**Directions**
Reproduce exactly, from the data that follows, the line with "pixel 525 550", the line with "Target: groom's dark hair", and every line that lies between them.

**Recorded information**
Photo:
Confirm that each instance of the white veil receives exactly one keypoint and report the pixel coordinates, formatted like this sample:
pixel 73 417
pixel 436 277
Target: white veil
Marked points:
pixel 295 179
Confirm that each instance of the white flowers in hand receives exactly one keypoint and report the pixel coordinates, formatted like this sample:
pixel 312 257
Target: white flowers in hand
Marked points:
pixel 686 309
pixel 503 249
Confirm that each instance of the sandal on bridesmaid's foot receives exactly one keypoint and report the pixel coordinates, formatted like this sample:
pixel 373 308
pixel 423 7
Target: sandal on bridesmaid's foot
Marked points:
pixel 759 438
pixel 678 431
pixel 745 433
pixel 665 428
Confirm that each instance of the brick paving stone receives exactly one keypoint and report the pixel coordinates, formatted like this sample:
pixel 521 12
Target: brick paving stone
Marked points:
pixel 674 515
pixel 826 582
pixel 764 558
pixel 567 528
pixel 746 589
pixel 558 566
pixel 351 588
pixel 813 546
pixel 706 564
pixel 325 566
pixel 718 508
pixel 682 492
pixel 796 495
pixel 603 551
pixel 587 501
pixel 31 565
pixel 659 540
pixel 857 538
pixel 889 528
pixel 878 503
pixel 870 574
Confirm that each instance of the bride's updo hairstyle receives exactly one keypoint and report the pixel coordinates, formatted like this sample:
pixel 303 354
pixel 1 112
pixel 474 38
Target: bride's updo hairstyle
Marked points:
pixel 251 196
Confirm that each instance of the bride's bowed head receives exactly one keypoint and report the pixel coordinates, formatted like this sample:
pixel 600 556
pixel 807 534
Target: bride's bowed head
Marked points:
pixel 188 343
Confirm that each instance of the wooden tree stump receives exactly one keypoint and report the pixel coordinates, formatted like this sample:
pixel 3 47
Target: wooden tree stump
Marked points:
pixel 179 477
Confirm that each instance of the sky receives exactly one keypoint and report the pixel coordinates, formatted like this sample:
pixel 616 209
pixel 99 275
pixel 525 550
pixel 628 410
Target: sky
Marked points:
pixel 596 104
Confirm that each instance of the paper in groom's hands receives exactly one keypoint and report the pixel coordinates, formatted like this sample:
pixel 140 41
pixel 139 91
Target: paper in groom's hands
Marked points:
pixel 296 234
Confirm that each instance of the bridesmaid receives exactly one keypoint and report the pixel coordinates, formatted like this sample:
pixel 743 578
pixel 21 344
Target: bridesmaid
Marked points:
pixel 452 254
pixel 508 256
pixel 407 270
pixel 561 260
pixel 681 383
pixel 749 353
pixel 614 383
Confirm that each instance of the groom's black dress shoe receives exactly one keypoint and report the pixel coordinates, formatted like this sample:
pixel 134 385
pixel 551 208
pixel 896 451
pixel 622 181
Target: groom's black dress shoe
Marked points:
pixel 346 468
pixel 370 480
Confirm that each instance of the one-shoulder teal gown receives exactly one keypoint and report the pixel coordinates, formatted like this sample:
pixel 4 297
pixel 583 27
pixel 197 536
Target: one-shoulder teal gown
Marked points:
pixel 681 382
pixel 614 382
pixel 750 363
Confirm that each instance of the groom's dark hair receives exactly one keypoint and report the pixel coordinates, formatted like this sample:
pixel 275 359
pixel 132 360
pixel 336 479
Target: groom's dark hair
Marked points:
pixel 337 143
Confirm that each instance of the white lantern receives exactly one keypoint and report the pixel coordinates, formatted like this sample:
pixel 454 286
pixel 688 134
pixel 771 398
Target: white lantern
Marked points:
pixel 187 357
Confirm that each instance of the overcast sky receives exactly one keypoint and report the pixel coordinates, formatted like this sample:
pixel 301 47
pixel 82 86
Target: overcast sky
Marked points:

**Result of this exercise**
pixel 525 550
pixel 628 410
Target: sky
Marked points:
pixel 596 104
Confirm that each instance of the paper in groom's hands receives exactly one keypoint and report the pixel coordinates, formatted like this sample:
pixel 140 41
pixel 139 91
Target: paper in groom's hands
Marked points:
pixel 296 234
Confirm that each instance of the bridesmaid receives exactly one keypoint and report the pixel coordinates, formatted like this sample:
pixel 743 578
pixel 21 344
Target: bridesmaid
Marked points:
pixel 452 254
pixel 508 256
pixel 407 270
pixel 561 260
pixel 681 383
pixel 749 353
pixel 614 383
Confirm that each instance of the groom's black dress shoe receives exactly one keypoint and report the pixel coordinates, formatted like this sample:
pixel 134 385
pixel 551 208
pixel 896 451
pixel 622 181
Target: groom's black dress shoe
Marked points:
pixel 346 468
pixel 370 480
Confirm that each instance of the one-shoulder teal gown receives exactly one keypoint and report the pixel coordinates, formatted like this sample:
pixel 4 297
pixel 583 27
pixel 197 536
Target: one-shoulder teal gown
Marked points:
pixel 681 382
pixel 614 382
pixel 750 363
Confirm that each instance of the groom's dark hair receives exactly one keypoint and report the pixel coordinates, formatted like this sample:
pixel 275 359
pixel 132 360
pixel 336 479
Target: groom's dark hair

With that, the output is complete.